▶ EXERCISE TASKS
a. Repeat the passage of the malpractice text starting with "3. These tests" and going on through "continually be reduced.", word for word.
b. List the medical malpractice cases the malpractice text cites from the past week's headlines, giving the place and the condition involved in each.
c. Write the next part of the text on malpractice claims and defensive medicine, picking up after its final sentence.

The inappropriately deemed "common wisdom" regarding medical malpractice lawsuits and the overuse of diagnostics due to so-called defensive medicine is something like this:

1. There is a national medical malpractice lawsuit crisis;

2. Doctors run too many unnecessary tests to avoid being sued;

3. These tests have little medical value and are not necessary or reasonable to providing good care; and

4. It is because of this so-called abuse that healthcare and insurance costs are high, fewer medical procedures including testing can be covered, and your compensation must continually be reduced.

This is an admitted oversimplification of the arguments from both sides, but it seems to me that the loudest opponents of this standard of care regularly fall into two primary categories: marginally informed politicians looking for a hot button issue to trumpet and insurance companies and their lobbyists and publicists. It's my opinion that neither of these groups have effective diagnosis, treatment. or doctors at heart. I have worked with a national client base of several thousand doctors for 11 years and have seen every imaginable form of liability you can imagine. If you're a regular reader of this column you know I take the threat to your wealth posed by litigation very seriously and have repeatedly addressed the threat of medical malpractice lawsuits in particular, so let's assume that I agree you are at risk; in fact most of you will statistically face such a claim twice in your career.

Now, let's look at the fact pattern behind a vast number of medical malpractice claims, a majority of which center on either "failure to diagnose" or "misdiagnosis" claims by plaintiff patients or worse, their surviving family members. We don't need to look far for examples. I get news updates on medical malpractice claims, settlements, and lawsuits several times a week and cases like the recent failure to diagnose a bone infection in Texas  that lead to a suit against an orthopedic surgeon, the death of a six-year-old child in Dallas after his internal injuries were misdiagnosed as constipation and treated with enemas, and the misdiagnosis of lymphoma in Louisiana as an infection that was treated with antibiotics and which led to the patient later needing surgery and radiation are common. In the latter case, the lawsuit included claims for damages including, "medical expense, physical pain and suffering, mental anguish, economic loss, diminution of earning capacity, disability, fear of death, scarring, disfigurement and loss of enjoyment of life". What else do these three cases have in common? They are all from the headlines of the last one week.

▶ SUPPLIED INFORMATION
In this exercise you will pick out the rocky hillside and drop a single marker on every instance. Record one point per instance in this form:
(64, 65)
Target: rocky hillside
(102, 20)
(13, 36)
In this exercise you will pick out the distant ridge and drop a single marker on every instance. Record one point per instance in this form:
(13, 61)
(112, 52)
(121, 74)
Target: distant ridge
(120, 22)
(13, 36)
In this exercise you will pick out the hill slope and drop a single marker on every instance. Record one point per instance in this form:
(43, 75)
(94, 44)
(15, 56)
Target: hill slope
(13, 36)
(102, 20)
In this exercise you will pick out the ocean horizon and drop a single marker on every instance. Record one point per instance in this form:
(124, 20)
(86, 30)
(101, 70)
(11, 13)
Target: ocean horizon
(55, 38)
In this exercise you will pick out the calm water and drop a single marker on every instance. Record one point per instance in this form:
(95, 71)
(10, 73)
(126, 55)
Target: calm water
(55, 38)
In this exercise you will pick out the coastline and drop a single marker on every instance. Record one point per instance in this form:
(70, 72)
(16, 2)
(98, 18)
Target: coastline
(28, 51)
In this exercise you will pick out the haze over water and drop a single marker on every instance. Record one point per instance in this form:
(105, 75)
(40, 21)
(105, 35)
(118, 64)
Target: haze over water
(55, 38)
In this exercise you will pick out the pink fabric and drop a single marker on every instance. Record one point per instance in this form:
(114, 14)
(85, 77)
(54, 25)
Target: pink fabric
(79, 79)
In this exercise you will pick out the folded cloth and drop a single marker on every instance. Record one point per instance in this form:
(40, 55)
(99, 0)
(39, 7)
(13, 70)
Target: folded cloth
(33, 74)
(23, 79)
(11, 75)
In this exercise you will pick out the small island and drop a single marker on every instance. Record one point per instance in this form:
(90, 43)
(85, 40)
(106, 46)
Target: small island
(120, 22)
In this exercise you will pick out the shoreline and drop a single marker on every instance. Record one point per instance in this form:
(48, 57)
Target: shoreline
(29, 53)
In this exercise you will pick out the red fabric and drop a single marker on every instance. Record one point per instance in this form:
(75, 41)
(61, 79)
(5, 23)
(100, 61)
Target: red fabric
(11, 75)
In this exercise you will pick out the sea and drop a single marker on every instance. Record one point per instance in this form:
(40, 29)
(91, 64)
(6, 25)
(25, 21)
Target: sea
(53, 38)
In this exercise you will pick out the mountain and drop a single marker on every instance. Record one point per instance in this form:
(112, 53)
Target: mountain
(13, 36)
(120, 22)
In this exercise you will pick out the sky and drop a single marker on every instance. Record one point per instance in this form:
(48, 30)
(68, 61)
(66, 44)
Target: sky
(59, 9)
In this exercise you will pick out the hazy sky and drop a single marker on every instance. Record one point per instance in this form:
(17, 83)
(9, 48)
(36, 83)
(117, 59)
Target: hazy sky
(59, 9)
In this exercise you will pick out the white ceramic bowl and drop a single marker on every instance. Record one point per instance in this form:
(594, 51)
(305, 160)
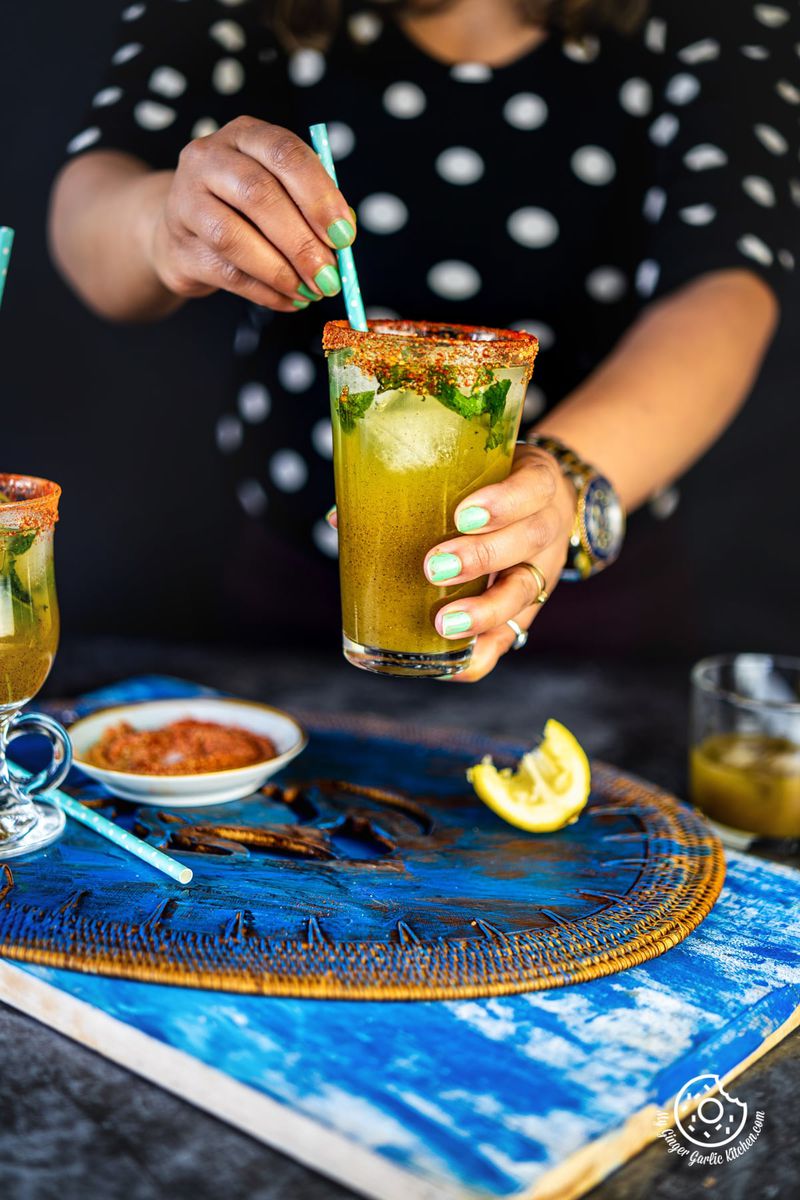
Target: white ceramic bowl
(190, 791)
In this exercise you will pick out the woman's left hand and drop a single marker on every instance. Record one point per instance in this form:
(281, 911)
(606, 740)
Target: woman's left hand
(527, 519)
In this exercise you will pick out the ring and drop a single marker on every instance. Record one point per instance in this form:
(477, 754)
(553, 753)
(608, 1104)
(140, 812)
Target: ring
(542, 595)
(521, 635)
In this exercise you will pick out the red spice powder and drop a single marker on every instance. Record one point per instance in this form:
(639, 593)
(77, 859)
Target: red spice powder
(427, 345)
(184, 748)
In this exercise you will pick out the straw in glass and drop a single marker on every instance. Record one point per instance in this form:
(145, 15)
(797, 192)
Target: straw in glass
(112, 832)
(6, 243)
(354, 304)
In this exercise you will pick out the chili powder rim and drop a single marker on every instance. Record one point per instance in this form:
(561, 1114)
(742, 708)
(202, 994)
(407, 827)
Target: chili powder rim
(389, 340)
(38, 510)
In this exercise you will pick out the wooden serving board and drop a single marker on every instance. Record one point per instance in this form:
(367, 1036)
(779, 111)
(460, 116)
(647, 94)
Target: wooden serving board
---
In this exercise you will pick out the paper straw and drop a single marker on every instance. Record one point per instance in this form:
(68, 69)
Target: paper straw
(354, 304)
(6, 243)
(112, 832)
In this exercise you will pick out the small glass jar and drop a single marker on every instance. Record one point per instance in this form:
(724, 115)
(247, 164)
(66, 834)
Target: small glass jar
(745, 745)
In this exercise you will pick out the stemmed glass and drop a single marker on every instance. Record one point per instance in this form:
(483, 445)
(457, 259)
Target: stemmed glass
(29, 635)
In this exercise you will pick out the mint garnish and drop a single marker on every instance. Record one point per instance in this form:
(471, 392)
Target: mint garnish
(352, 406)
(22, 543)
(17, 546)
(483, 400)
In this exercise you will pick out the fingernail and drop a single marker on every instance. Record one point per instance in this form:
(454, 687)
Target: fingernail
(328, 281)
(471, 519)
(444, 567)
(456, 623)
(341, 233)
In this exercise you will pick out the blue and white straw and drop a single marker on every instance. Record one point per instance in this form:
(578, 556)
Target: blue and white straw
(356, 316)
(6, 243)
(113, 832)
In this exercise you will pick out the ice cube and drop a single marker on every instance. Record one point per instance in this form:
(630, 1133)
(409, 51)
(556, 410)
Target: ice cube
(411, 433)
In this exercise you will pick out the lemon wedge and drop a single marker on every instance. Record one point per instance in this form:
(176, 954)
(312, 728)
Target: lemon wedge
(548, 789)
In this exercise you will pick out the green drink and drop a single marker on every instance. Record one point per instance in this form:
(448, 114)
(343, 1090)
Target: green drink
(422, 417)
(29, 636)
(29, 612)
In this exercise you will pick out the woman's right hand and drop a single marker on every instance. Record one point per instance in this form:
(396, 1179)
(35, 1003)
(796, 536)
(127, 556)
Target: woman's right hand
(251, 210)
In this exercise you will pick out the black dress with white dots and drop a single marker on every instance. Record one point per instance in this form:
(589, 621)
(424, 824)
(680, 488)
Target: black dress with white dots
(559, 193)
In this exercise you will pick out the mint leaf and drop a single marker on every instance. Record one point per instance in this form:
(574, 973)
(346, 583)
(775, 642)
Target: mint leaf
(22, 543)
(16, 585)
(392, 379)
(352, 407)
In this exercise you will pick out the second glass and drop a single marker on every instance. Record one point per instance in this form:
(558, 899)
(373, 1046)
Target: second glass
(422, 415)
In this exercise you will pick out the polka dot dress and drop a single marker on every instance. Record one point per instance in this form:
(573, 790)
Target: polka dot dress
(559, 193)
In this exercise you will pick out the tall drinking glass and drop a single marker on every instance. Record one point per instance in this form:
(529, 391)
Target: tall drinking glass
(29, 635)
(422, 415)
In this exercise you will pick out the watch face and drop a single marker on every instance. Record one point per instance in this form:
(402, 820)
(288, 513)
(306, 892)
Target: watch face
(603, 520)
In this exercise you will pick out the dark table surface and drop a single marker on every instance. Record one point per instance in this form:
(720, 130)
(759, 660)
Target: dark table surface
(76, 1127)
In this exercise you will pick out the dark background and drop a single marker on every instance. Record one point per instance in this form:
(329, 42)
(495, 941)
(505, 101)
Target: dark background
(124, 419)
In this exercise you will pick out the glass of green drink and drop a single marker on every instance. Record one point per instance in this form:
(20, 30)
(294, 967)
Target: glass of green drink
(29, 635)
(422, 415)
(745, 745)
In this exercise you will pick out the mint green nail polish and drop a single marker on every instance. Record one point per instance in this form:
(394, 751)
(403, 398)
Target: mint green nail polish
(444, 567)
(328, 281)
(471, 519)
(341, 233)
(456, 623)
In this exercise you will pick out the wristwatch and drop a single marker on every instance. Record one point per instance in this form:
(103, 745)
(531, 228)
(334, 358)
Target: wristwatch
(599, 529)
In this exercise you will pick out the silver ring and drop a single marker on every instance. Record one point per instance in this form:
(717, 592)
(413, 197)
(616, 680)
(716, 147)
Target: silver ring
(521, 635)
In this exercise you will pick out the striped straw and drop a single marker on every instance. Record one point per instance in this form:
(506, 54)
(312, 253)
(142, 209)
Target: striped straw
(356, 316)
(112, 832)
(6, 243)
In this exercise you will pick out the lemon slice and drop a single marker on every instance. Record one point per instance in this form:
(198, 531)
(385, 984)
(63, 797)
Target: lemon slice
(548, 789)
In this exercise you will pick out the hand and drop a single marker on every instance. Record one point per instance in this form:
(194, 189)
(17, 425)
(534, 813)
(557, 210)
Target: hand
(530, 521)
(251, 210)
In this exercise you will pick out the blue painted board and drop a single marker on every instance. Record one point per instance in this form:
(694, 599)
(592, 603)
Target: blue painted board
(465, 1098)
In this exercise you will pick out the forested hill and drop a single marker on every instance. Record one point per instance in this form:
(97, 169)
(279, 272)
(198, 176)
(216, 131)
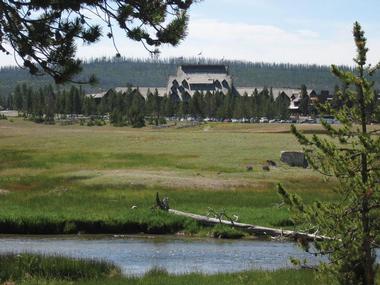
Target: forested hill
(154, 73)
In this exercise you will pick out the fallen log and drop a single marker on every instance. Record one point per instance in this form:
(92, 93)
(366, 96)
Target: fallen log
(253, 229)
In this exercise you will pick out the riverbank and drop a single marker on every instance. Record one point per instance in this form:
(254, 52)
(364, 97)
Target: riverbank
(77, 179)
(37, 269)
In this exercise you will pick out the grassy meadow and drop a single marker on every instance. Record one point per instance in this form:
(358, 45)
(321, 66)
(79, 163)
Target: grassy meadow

▶ ANSWERS FOR EACH ITEM
a.
3. These tests have little medical value and are not necessary or reasonable to providing good care; and

4. It is because of this so-called abuse that healthcare and insurance costs are high, fewer medical procedures including testing can be covered, and your compensation must continually be reduced.

b.
- Texas: a failure to diagnose a bone infection, leading to a suit against an orthopedic surgeon
- Dallas: a six-year-old child's internal injuries misdiagnosed as constipation and treated with enemas, after which the child died
- Louisiana: lymphoma misdiagnosed as an infection and treated with antibiotics, after which the patient needed surgery and radiation

c.
I'm not a doctor and my knowledge of the cases is limited to the reports I've shared, so humor me and assume that the facts in these are accurate as reported. I am, however, an attorney and I know many other excellent attorneys, including the ones that sue doctors (and everyone else) for a living, here's a little of what they've shared with me:

• Yes, is there is a pool of crooked attorneys out there churning frivolous cases and looking to scare and extort settlements out of any poor doctor they can get their sights on;

• This group is relatively small and spends most of their time on lower level cases that are typically settled or relatively easier to win, like conventional personal injury, dog bites, car accidents, slip and falls, etc;

• The best (meaning most successful and highest recovering) medical malpractice attorneys play to win and hedge their bets by carefully screening cases. They invest significant amounts of time and actual dollars in fronting costs for many claims and don't usually take cases they don't think they can win or which are at least strongly arguable as to causation in their client's favor; and

• A key element of their claims is often related to the testing that could or should have been done to prevent further distress, or worse, to the patient. This standard of care is easily arguable both ways and poses a significant risk to your career and solvency.

My advice to doctors given these fact patterns is simple: Practice defensive medicine that puts the full range of modern diagnostics at your patient's disposal. Its good medicine, good risk management, and the life you save may also be your own.